● **Input rows**:
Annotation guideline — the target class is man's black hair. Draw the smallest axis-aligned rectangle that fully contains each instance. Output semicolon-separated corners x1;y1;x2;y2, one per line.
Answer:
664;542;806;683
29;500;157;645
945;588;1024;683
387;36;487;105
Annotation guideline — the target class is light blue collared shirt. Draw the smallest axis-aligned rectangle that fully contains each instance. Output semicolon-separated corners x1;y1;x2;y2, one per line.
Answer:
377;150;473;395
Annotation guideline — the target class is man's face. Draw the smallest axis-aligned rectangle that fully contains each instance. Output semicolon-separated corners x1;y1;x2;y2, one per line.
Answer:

...

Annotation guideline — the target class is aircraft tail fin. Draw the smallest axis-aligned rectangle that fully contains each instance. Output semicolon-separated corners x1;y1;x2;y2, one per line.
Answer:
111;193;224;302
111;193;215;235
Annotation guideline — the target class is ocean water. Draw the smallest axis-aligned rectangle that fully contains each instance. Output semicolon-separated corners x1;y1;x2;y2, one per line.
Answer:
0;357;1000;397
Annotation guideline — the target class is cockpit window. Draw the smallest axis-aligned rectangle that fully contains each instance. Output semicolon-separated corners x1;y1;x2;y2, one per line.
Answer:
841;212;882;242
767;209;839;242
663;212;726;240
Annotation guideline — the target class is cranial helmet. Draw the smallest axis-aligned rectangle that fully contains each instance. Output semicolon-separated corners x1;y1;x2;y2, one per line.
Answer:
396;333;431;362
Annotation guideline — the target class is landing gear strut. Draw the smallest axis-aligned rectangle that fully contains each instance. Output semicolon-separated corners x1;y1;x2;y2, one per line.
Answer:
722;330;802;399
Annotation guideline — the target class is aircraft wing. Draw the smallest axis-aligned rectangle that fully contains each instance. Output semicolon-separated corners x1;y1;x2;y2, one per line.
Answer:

● **Task details**: Swap "rectangle" for "bounding box" in the entries from the line with "Annotation guideline — the target class is cranial" up to and including the line with "722;330;802;399". Give back only those lines, with nothing else changed.

● **Answer**:
Annotation guideline — the target class is cranial helmet. Draw the smallest axis-aligned bounding box that fully contains each instance. Output semicolon-separated corners x1;y1;x2;y2, one per line.
Answer:
396;333;431;362
Annotation guideline — the target class is landing gear strut. Draw the smallest axis-aligned bounding box that fully contains each instance. Output semicolon-separated corners x1;y1;x2;y2, one per line.
Answer:
722;330;802;399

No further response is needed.